__Records excerpted from a collection__:
= Beginning of Section =

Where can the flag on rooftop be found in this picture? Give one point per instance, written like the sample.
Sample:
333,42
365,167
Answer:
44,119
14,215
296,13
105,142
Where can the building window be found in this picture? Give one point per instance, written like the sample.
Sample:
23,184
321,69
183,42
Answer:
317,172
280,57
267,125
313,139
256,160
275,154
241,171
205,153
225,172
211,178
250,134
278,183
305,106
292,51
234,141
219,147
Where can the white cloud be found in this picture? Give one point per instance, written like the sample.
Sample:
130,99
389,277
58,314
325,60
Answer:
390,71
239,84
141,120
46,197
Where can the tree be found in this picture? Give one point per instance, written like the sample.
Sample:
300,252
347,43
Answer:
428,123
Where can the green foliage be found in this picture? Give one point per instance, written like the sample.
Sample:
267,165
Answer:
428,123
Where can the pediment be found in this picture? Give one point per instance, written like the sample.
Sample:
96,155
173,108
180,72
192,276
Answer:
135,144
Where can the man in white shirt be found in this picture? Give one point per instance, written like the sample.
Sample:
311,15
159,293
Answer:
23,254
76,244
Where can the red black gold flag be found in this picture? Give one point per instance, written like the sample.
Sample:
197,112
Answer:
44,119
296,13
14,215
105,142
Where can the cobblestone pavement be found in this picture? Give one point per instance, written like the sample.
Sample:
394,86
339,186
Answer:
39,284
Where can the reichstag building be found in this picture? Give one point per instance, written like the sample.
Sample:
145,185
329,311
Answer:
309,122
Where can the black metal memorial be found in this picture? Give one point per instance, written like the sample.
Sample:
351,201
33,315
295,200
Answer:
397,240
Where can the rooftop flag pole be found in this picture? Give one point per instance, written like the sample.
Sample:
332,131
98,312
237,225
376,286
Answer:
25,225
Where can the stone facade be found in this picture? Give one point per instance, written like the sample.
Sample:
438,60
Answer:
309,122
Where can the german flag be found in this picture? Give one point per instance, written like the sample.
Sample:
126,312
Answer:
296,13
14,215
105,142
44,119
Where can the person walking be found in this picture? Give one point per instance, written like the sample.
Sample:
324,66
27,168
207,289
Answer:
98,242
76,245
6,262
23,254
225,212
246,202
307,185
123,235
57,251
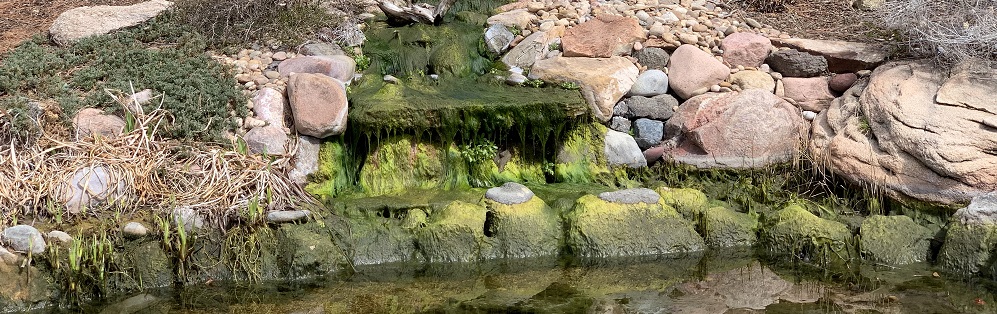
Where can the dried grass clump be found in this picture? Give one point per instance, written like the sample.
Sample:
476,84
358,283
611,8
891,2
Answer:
159,174
951,30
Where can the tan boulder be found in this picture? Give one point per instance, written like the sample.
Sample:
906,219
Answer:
604,36
603,81
916,131
748,129
318,104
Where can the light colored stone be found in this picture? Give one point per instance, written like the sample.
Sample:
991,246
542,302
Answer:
603,81
82,22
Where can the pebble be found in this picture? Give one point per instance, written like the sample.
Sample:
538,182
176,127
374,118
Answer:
135,230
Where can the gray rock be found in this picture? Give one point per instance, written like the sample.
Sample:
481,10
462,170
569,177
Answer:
82,22
305,160
650,83
498,37
622,149
510,193
652,58
24,239
620,124
59,236
189,218
660,107
135,230
631,196
648,132
89,187
981,211
321,49
794,63
268,139
287,216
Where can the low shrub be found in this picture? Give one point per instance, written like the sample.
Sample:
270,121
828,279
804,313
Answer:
950,30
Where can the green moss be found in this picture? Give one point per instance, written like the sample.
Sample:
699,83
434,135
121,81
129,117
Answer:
795,230
456,233
723,227
689,202
529,229
968,249
581,157
335,171
597,228
895,240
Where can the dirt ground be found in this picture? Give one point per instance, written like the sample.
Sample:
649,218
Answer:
20,19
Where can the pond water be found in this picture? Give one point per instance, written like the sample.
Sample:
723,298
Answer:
711,282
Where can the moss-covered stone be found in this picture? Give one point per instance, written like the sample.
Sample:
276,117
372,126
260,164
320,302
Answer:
307,250
794,229
968,248
456,233
528,229
400,162
334,172
895,240
598,228
581,158
688,202
723,227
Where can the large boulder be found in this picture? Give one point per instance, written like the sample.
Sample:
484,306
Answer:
628,225
604,36
917,131
745,129
841,56
745,49
812,93
318,103
603,81
340,67
82,22
692,71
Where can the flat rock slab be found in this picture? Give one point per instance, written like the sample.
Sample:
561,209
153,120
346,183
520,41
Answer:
23,238
631,196
510,193
83,22
287,216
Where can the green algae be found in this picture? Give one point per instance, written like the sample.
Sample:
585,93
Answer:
529,229
895,240
968,248
602,229
796,230
722,227
456,233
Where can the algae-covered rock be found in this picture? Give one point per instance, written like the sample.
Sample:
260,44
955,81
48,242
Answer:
307,250
598,228
456,233
794,229
401,162
688,202
581,158
527,229
723,227
895,240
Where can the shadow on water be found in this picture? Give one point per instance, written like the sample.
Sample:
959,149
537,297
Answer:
716,281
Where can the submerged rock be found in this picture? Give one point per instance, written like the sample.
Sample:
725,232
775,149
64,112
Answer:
895,240
24,239
526,229
510,193
631,196
794,228
598,228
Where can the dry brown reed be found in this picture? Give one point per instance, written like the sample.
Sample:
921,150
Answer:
159,174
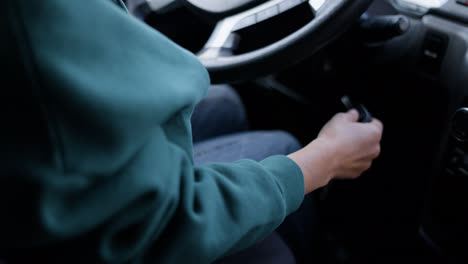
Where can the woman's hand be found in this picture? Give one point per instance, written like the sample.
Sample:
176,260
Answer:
344,149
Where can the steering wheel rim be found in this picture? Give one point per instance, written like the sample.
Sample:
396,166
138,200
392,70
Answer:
332,17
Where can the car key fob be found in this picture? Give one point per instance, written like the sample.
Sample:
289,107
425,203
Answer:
364,115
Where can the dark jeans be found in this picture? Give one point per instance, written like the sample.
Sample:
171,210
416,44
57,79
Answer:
219,126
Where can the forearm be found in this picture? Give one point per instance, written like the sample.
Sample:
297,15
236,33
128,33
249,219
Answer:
316,161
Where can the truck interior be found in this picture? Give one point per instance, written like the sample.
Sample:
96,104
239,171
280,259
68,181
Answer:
406,61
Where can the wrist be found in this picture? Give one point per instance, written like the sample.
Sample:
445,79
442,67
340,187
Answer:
317,162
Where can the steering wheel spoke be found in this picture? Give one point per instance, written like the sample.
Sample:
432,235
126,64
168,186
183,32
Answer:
329,18
224,38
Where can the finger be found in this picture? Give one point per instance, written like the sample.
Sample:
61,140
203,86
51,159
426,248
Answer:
352,115
377,123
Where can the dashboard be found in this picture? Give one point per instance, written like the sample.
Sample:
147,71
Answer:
437,48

= End of Section =

__Work to complete__:
All lines of the records above with the word "algae" in them are to be copied.

__Solution for this problem__:
Where can the green algae be found in this picture? Give one point per instance, written like the sample.
Where can the algae-covered rock be found in this picture? Give one point per instance, written like the sample.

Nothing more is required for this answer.